**Entries drawn from a collection:**
*-*-*

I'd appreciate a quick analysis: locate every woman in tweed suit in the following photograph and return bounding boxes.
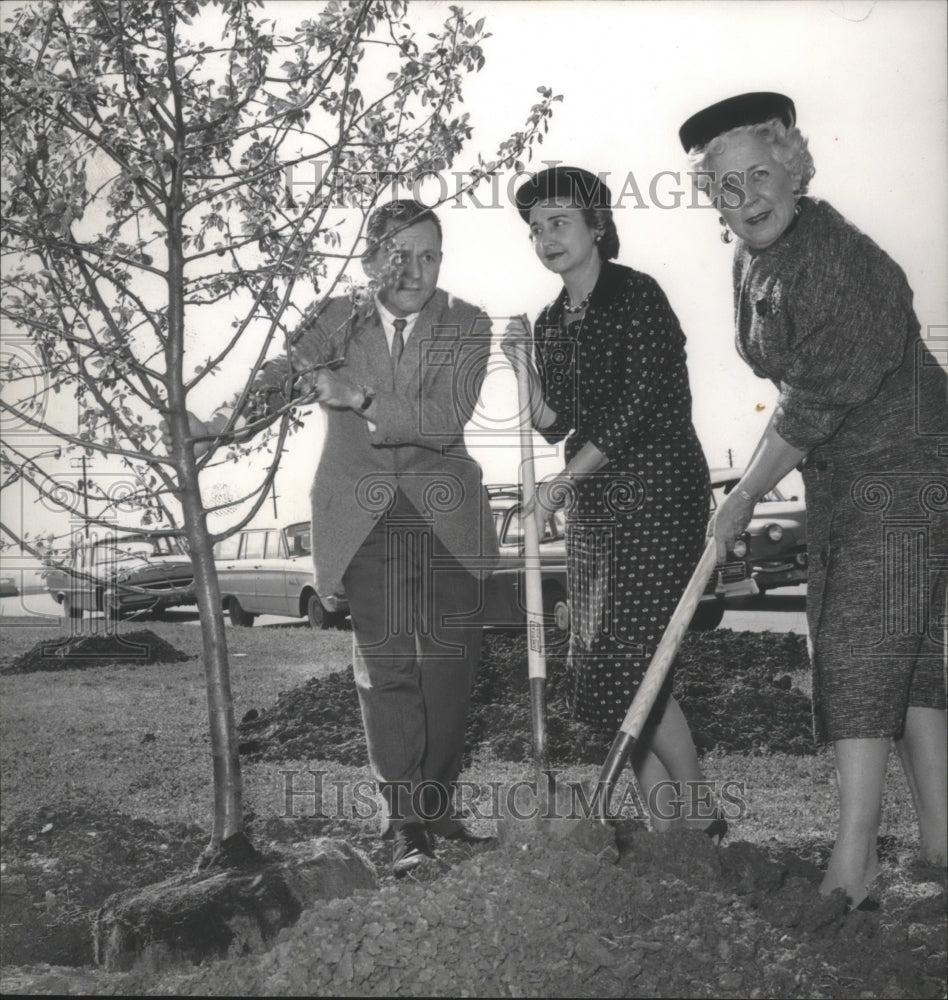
[680,93,948,908]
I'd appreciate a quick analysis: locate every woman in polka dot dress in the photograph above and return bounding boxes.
[503,167,725,838]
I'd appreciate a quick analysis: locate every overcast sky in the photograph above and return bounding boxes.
[270,0,948,517]
[2,0,948,548]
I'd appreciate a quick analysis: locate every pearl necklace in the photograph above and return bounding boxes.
[563,289,592,316]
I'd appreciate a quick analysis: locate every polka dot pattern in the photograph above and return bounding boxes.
[536,264,710,733]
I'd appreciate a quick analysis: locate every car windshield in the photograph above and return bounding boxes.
[286,521,313,556]
[75,535,185,563]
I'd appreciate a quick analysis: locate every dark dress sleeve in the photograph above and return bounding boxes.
[583,273,690,458]
[533,306,577,444]
[774,237,917,451]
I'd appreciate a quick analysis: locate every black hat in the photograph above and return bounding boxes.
[678,91,797,153]
[514,167,612,222]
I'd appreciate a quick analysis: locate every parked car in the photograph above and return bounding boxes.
[485,486,724,633]
[43,533,195,619]
[214,521,349,629]
[711,469,808,597]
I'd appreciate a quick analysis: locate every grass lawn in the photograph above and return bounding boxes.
[0,622,915,849]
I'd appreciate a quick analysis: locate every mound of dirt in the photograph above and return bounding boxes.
[0,629,191,674]
[239,629,816,766]
[0,806,208,965]
[128,831,946,998]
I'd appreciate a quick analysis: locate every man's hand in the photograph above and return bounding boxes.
[158,409,229,458]
[708,489,754,563]
[158,410,216,458]
[313,368,365,410]
[523,476,572,539]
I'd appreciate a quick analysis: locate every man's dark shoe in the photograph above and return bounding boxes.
[443,826,497,847]
[392,823,435,878]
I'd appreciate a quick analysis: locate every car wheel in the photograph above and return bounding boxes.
[543,587,569,632]
[688,598,724,632]
[102,594,122,628]
[227,597,257,628]
[60,594,82,618]
[306,594,332,630]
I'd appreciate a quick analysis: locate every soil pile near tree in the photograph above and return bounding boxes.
[128,830,945,998]
[239,629,816,766]
[0,629,191,674]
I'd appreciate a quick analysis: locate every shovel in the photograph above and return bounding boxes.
[515,316,549,788]
[593,537,717,823]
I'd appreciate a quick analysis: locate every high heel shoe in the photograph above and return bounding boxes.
[704,815,728,847]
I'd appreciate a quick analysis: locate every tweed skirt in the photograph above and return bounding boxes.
[803,461,948,741]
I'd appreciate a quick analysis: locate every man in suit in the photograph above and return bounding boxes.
[248,200,497,875]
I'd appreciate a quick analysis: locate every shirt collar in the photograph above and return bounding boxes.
[375,295,421,342]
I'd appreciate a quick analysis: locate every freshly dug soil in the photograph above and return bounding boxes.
[238,629,816,766]
[0,631,948,1000]
[2,629,191,674]
[111,829,946,998]
[0,805,208,965]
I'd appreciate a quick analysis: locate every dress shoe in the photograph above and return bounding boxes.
[443,826,497,847]
[392,823,435,878]
[846,896,882,916]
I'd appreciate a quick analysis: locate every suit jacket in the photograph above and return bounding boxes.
[261,289,498,595]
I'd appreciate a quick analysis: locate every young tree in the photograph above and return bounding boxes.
[0,0,557,849]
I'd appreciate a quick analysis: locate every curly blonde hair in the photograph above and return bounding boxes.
[688,118,816,197]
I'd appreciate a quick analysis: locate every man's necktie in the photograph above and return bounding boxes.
[392,319,408,374]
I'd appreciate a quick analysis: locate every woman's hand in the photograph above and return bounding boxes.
[708,488,754,563]
[500,316,533,370]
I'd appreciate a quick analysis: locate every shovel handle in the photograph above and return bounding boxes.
[595,538,717,820]
[514,315,546,684]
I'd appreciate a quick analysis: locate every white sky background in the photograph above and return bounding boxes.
[0,0,948,548]
[267,0,948,520]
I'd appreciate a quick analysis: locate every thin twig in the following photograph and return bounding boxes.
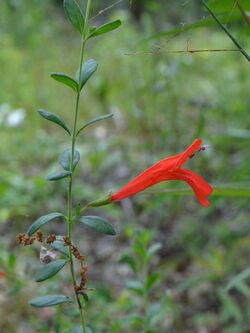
[124,48,241,56]
[202,0,250,62]
[235,0,250,27]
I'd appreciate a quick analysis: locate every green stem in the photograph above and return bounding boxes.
[67,0,91,333]
[202,0,250,61]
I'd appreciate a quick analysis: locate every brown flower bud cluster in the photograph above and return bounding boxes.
[46,233,56,244]
[74,266,88,293]
[16,230,56,246]
[63,236,85,261]
[16,234,36,246]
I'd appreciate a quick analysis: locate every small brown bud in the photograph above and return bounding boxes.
[36,231,43,243]
[47,233,56,244]
[63,236,71,246]
[74,284,82,293]
[16,234,25,244]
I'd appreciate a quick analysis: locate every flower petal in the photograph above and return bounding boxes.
[174,169,213,207]
[174,139,202,169]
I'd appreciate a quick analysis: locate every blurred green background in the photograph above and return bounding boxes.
[0,0,250,333]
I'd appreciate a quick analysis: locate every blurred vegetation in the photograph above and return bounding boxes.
[0,0,250,333]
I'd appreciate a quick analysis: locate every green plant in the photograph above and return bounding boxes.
[119,225,169,333]
[17,0,121,333]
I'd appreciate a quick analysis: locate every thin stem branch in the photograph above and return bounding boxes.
[67,0,91,333]
[202,0,250,62]
[235,0,250,27]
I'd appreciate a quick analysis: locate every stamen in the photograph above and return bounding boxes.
[189,145,210,158]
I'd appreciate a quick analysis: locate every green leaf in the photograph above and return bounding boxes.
[120,253,137,272]
[76,59,98,90]
[77,216,116,236]
[226,268,250,291]
[145,273,160,291]
[51,236,69,257]
[59,148,81,171]
[147,243,162,260]
[50,73,78,92]
[27,213,64,236]
[64,0,84,34]
[47,171,71,181]
[35,259,67,282]
[29,295,75,308]
[38,109,70,135]
[76,113,114,136]
[88,20,122,39]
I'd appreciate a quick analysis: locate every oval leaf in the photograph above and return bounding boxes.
[76,59,98,90]
[47,171,71,181]
[38,109,70,135]
[76,113,114,136]
[50,73,78,92]
[35,259,67,282]
[29,295,75,308]
[77,216,116,236]
[63,0,84,34]
[27,213,64,236]
[88,20,122,39]
[59,148,81,171]
[51,236,69,257]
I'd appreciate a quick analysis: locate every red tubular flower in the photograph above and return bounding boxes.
[111,139,213,207]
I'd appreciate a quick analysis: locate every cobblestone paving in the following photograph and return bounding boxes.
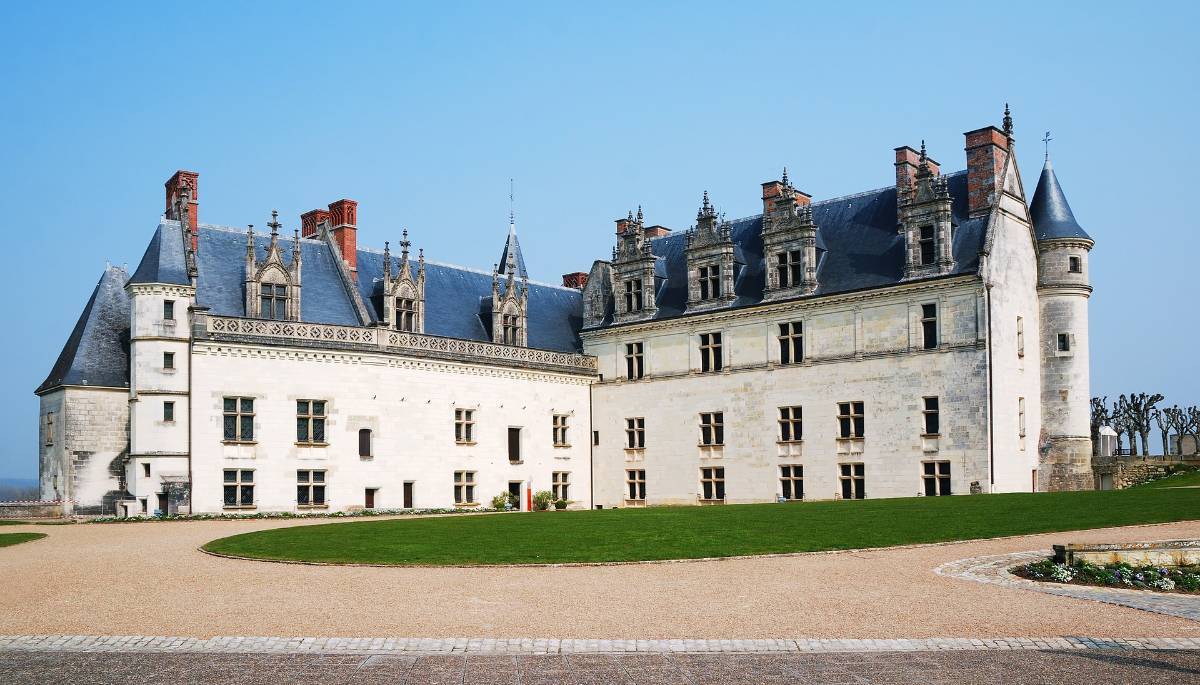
[934,549,1200,621]
[0,635,1200,655]
[0,649,1200,685]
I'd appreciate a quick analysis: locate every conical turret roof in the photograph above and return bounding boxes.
[1030,158,1092,240]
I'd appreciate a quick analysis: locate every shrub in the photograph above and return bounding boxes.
[533,489,554,511]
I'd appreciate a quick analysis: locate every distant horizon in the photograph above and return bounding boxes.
[0,1,1200,477]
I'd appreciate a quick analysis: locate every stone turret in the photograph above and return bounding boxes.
[1030,156,1094,491]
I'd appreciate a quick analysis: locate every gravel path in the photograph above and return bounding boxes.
[0,521,1200,638]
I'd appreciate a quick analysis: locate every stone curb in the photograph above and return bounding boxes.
[934,549,1200,621]
[196,518,1200,572]
[0,635,1200,655]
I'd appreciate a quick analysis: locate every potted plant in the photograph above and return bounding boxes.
[533,489,554,511]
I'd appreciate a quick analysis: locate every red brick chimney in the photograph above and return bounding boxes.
[300,209,329,238]
[964,126,1008,216]
[762,169,812,215]
[329,199,359,278]
[164,169,200,250]
[563,271,588,290]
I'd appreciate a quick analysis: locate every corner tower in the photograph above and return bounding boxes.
[1030,156,1094,491]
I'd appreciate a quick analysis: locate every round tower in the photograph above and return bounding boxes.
[1030,156,1094,492]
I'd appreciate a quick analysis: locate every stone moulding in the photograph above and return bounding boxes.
[196,316,596,375]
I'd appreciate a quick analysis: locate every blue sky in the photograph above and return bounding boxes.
[0,1,1200,477]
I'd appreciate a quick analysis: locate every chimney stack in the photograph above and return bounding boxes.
[563,271,588,290]
[164,169,200,250]
[964,126,1008,216]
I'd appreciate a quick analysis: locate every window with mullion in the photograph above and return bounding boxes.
[223,397,254,443]
[296,399,325,445]
[779,322,804,363]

*-*-*

Lay out the items from the line containing "I'd appreciate a quick analysis: locate every stone curb" through the last line of the items as a Markdown table with the columns Row and Line, giving each line its own numbered row and omitting blank lines.

**Solution to the exercise:**
| Row | Line |
|---|---|
| 1 | I'd appreciate a quick analysis: locate every stone curb in the photograph above and return bounding boxes. |
| 2 | [934,549,1200,621] |
| 3 | [196,518,1200,572] |
| 4 | [0,635,1200,655] |
| 5 | I'd appreciate a quick analysis: locate every potted plant in the photograph above and return bounding boxes. |
| 6 | [533,489,554,511] |
| 7 | I'd appreciate a quick analysis: locate every red brick chimney in the photograph above and return bounding boxes. |
| 8 | [300,209,329,238] |
| 9 | [964,126,1008,216] |
| 10 | [762,169,812,215] |
| 11 | [329,199,359,278] |
| 12 | [164,169,200,250] |
| 13 | [563,271,588,290] |
| 14 | I'd appreciate a quick analysis: locate every corner tower in the photograph above and return bounding boxes. |
| 15 | [1030,156,1094,491] |
| 16 | I'd appreciate a quick analysis: locate every round tower in the photograph above and return bounding boxes. |
| 17 | [1030,156,1094,492] |
| 18 | I'd appreciate a quick analysis: locate every stone moulding in the photograph above and return bounding boxes. |
| 19 | [196,316,596,375] |
| 20 | I'd appreciate a quick analysis: locate every blue sky in the photograph above and return bounding boxes. |
| 21 | [0,1,1200,477] |
| 22 | I'd appreciate a quick analysis: locate every chimney stack in the photograph above and return bounding boxes. |
| 23 | [563,271,588,290] |
| 24 | [164,169,200,250] |
| 25 | [964,126,1008,216] |
| 26 | I'd appreciate a quick analysis: locate every window with mullion in the photograph above and return bounding boxes. |
| 27 | [223,397,254,443] |
| 28 | [296,399,325,445] |
| 29 | [779,322,804,363] |